--- Teks Terlampir ---
****

Rabu, 06 April 2016

Gunung Ciremai, terletak di kawasan Taman Nasional Gunung Ciremai, Kuningan, Jawa Barat, Indonesia. Entah nama aslinya ciremai atau ceremai, yang jelas gunung ini memiliki ketinggian 3.027 mdpl dan puncaknya merupakan tanah tertinggi di Jawa Barat. Medan cukup wow, selalu nanjak, nanjak dan nanjak lagi, namanya juga gunung masak datar-datar aja. Gunung ini termasuk gunung incaran pendaki karena kondisi alamnya masih terjaga, walaupun sekarang mulai terkotori sampah, kertas dan oleh-oleh dari ajang kekinian anak social media.

Planing awal, jumat berangkat dari Jakarta dan senin pagi ngantor. Bukan hal sepele, dan bukan hal yang terlalu ribet. Kita bukan kumpulan orang-orang yang baru sekali naik gunung kok, tetapi ya begitulah namanya juga mendaki berkelompok, harus saling mengisi kekurangan dan kelebihan anggota. Apalagi pendakian ke Ciremai ini beranggotakan 5 Cewek cantik, bisa dipastikan molor nantinya. Plan kita berangkat jam 8 malam dan sampai Jakarta subuh. Laksanakan komandan!!!.


Carier, alat pribadi, kelompok, sudah saya packing kemarin malem. Setelah balik dari kantor check peralatan, packing sudah rapi, tinggal cus naik bis tujuan kampung rambutan. Salah satu point yang saya pegang erat saat mau mendaki gunung, selalu packing semua barang sebelum berangkat, tak ada penambahan ataupun pengurangan beban. Tak lagi jajan di basecamp, tak lagi bongkar pasang di terminal, tanya ini itu, ataupun beli baterai buat headlamp. Kita Janjian di Kampung Rambutan dan kalau sudah kumpul langsung berangkat biar besok bisa start nanjak pagi-pagi. Iya, pagi pagi banget.

****

--- Data Ditampilkan ---
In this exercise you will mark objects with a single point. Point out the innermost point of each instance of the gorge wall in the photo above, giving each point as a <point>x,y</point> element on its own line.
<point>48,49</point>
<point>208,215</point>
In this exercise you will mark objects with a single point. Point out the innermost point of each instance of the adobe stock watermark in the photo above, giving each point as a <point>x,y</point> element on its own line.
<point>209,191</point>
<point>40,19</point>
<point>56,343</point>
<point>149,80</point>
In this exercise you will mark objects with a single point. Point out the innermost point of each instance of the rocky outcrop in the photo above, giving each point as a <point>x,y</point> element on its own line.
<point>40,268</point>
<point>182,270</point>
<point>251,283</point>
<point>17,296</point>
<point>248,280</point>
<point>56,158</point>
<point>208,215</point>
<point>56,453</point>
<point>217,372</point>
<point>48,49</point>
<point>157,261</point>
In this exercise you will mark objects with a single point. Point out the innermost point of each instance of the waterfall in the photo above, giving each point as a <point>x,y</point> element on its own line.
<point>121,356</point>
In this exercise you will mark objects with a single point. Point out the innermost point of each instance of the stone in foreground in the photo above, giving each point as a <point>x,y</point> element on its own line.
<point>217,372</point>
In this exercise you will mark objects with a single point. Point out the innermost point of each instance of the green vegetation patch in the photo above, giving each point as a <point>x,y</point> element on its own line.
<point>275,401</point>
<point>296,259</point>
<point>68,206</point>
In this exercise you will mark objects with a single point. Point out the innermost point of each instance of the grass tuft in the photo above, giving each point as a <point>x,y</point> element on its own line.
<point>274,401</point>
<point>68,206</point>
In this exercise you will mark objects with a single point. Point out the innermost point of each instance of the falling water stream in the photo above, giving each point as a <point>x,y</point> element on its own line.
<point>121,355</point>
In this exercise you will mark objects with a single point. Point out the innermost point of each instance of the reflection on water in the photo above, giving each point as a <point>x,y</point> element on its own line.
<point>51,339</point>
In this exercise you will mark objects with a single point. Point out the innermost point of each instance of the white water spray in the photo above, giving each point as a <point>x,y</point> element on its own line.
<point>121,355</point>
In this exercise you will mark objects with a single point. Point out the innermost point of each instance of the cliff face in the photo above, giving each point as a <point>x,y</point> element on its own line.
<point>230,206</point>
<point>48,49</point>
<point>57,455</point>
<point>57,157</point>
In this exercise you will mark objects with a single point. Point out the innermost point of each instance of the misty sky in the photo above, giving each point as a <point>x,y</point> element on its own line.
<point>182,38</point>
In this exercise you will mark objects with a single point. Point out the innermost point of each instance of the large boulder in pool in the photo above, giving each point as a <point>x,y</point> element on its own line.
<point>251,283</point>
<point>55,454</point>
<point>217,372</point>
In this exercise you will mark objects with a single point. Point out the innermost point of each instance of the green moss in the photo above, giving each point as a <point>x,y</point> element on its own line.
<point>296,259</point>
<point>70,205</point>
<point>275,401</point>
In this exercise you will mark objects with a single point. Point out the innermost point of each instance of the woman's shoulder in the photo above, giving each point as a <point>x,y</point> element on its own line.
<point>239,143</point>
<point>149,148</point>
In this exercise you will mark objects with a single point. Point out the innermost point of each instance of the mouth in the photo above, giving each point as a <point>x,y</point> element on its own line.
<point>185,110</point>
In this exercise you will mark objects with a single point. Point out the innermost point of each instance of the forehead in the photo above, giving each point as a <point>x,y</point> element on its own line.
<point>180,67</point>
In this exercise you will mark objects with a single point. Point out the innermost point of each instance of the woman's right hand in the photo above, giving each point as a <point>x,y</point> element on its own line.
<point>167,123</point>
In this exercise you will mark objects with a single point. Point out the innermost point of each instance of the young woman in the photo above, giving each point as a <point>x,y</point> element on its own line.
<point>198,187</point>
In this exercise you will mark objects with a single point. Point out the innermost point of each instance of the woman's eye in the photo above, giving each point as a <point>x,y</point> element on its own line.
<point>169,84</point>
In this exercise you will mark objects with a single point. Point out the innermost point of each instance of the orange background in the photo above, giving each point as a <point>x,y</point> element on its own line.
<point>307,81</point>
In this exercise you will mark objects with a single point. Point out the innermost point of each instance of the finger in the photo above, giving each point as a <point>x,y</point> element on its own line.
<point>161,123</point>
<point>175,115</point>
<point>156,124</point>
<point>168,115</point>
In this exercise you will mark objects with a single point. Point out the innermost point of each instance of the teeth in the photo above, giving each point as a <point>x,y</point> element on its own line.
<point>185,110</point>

****

--- Sasaran Tugas ---
**a)** Tulis kembali bagian teks tentang pendakian Ciremai mulai dari "Gunung Ciremai, terletak" terus hingga "anak social media.", dan ganti "Gunung Ciremai" dengan "Gunung Ceremai".
**b)** Tolong ringkas paragraf dalam teks tentang pendakian Ciremai yang diawali "Carier, alat pribadi" menjadi daftar poin berisi fakta-fakta utamanya.

--- Jawaban di Bawah ---
**a)**
Gunung Ceremai, terletak di kawasan Taman Nasional Gunung Ceremai, Kuningan, Jawa Barat, Indonesia. Entah nama aslinya ciremai atau ceremai, yang jelas gunung ini memiliki ketinggian 3.027 mdpl dan puncaknya merupakan tanah tertinggi di Jawa Barat. Medan cukup wow, selalu nanjak, nanjak dan nanjak lagi, namanya juga gunung masak datar-datar aja. Gunung ini termasuk gunung incaran pendaki karena kondisi alamnya masih terjaga, walaupun sekarang mulai terkotori sampah, kertas dan oleh-oleh dari ajang kekinian anak social media.

**b)**
- Carier, alat pribadi, dan alat kelompok sudah di-packing pada malam sebelumnya.
- Sepulang kantor, peralatan dicek, lalu tinggal naik bus tujuan Kampung Rambutan.
- Prinsip yang dipegang: semua barang di-packing sebelum berangkat, tanpa penambahan atau pengurangan beban. Jadi tidak jajan di basecamp, tidak bongkar pasang di terminal, tidak bertanya ini itu, dan tidak membeli baterai headlamp.
- Titik kumpul di Kampung Rambutan. Setelah semua berkumpul, rombongan langsung berangkat agar bisa mulai mendaki pagi-pagi sekali.